(Dataset items)
• • • •

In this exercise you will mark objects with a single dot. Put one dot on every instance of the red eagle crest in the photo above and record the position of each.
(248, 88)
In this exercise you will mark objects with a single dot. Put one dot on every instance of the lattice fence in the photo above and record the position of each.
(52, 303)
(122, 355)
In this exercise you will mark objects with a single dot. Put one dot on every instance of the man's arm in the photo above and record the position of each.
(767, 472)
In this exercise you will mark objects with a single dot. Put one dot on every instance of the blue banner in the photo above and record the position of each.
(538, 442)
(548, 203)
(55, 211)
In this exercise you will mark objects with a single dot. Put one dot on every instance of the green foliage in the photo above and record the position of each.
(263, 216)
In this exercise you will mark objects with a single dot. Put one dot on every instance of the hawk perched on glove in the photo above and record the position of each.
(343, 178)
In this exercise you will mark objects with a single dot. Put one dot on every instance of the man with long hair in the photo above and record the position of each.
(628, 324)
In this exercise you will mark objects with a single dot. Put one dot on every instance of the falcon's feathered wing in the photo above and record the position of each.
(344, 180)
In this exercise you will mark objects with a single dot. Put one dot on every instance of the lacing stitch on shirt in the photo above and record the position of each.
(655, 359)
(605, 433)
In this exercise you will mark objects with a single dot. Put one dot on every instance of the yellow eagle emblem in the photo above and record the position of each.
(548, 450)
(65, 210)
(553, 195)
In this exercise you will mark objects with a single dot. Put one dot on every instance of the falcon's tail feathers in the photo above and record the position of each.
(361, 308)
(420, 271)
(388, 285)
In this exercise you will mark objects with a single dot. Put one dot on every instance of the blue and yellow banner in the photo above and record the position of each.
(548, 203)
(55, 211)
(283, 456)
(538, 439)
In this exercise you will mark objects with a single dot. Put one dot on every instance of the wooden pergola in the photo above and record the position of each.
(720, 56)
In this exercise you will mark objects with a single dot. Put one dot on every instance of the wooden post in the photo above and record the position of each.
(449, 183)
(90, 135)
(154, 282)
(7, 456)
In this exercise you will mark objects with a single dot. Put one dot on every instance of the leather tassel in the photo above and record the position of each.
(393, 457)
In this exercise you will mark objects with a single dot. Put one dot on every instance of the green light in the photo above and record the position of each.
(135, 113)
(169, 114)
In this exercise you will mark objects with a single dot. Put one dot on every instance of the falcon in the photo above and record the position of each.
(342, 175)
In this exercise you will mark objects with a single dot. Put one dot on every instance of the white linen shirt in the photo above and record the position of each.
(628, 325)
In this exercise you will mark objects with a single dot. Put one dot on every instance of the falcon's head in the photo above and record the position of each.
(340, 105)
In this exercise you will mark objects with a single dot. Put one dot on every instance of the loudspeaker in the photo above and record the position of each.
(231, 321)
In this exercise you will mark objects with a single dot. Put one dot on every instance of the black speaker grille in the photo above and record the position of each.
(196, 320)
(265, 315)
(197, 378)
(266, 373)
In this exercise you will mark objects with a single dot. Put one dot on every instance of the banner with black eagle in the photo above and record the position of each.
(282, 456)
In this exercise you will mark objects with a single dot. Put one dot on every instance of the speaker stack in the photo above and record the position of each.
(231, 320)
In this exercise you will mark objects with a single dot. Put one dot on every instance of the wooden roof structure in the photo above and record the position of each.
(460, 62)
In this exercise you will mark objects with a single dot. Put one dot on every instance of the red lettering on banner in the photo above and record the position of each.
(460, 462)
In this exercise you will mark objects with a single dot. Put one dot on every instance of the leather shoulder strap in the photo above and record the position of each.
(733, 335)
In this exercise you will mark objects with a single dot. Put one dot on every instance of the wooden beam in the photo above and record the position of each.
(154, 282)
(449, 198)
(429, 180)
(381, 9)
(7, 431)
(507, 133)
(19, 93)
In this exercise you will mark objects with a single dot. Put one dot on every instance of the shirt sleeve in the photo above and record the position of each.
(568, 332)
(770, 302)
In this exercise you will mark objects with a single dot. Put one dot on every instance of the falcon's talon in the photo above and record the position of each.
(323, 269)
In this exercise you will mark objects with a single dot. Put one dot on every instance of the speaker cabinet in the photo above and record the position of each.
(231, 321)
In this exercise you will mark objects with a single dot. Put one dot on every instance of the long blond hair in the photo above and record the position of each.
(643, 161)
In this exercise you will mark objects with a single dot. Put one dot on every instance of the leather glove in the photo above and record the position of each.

• • • •

◆ Given task
Take the entries and copy them out exactly.

◆ Completed task
In this exercise you will mark objects with a single dot. Put one dot on every instance of the red eagle crest in the photo above and record the position of each.
(248, 88)
In this exercise you will mark objects with a single dot. Put one dot on every instance of the lattice fence in the photo above and record the position of each.
(52, 303)
(122, 355)
In this exercise you will mark objects with a single dot. Put one dot on every instance of the man's arm in the photo above and record the position of each.
(767, 472)
In this exercise you will mark objects with a single dot. Put one dot on every instance of the blue banner in the photo above and record the position of each.
(538, 442)
(548, 203)
(55, 211)
In this exercise you will mark objects with a single dot. Put one dot on every instance of the green foliage in the photo above and record the position of each.
(263, 216)
In this exercise you will mark objects with a single dot. Put one dot on every instance of the hawk perched on glove in the photo above and record the position of each.
(343, 178)
In this exercise you will mark objects with a single dot. Put one dot on every instance of the man with long hair in the photo above and record the position of each.
(628, 324)
In this exercise you will mark objects with a single dot. Put one dot on every instance of the falcon's feathered wing in the photo above and record the position of each.
(344, 180)
In this exercise you will mark objects with a single dot. Put one dot on every instance of the lacing stitch on shirt in the photo above and record the position of each.
(655, 359)
(605, 433)
In this exercise you will mark objects with a single dot. Put one dot on every instance of the yellow eagle emblem in the photo above and record the position of each.
(548, 450)
(65, 210)
(553, 195)
In this exercise you will mark objects with a single dot. Put one dot on every instance of the falcon's tail feathers in the photo above and record the position of each.
(361, 308)
(420, 271)
(388, 285)
In this exercise you will mark objects with a single dot. Put one dot on every instance of the blue and yellow banner in the photo above and record the position of each.
(548, 203)
(55, 211)
(283, 456)
(538, 439)
In this exercise you will mark objects with a single dot. Put one dot on every instance of the wooden pergola in the photo above and record the position of each.
(720, 56)
In this exercise you will mark objects with a single dot. Put one dot on every instance of the wooden post in the photo above and record the position of each.
(449, 183)
(90, 135)
(154, 282)
(7, 456)
In this exercise you will mark objects with a single dot. Put one dot on every instance of the leather tassel in the photo above and record the position of each.
(393, 457)
In this exercise you will mark objects with a single dot. Put one dot on every instance of the green light in the photo above and record the position of each.
(135, 113)
(169, 114)
In this exercise you will mark objects with a single dot. Put one dot on every instance of the falcon in the photo above and record the position of each.
(342, 175)
In this exercise you will mark objects with a single dot. Put one dot on every instance of the white linen shirt in the photo above and record the position of each.
(628, 325)
In this exercise you will mark objects with a single dot. Put one dot on every instance of the falcon's head in the photo above and record the position of each.
(340, 105)
In this exercise you will mark objects with a single dot. Put one dot on every instance of the loudspeaker in the photo above and record the position of each.
(231, 321)
In this exercise you will mark objects with a single dot. Put one dot on every instance of the black speaker grille in the photo above and record the position of each.
(196, 320)
(265, 315)
(197, 378)
(266, 373)
In this exercise you will mark objects with a single dot. Put one dot on every instance of the banner with black eagle in the photo above and record the position of each.
(282, 456)
In this exercise you will mark objects with a single dot. Put one dot on every instance of the speaker stack in the photo above and record the position of each.
(231, 320)
In this exercise you will mark objects with a single dot. Put one dot on every instance of the wooden roof structure in the photo above and record the position of each.
(460, 62)
In this exercise you will mark objects with a single dot. Put one dot on every instance of the red lettering on banner in the photo above and record the position of each.
(460, 462)
In this exercise you will mark objects with a single dot. Put one dot on every instance of the leather shoulder strap in the photo above and record the position of each.
(733, 335)
In this exercise you will mark objects with a single dot. Put one dot on every instance of the wooden beam in the photo above and record the position of each.
(154, 282)
(449, 198)
(429, 180)
(381, 9)
(7, 431)
(507, 133)
(19, 93)
In this exercise you will mark objects with a single dot. Put one dot on every instance of the shirt sleeve in the photo above and record the position of each.
(568, 332)
(770, 302)
In this exercise you will mark objects with a single dot. Put one dot on every instance of the falcon's talon in the photo above and record the position of each.
(323, 269)
In this exercise you will mark objects with a single dot. Put one dot on every instance of the speaker cabinet in the photo above and record the position of each.
(231, 321)
In this exercise you will mark objects with a single dot. Put one dot on every instance of the long blond hair in the photo above and record the position of each.
(643, 161)
In this exercise you will mark objects with a single dot. Put one dot on every instance of the leather glove in the photo above and record the position of each.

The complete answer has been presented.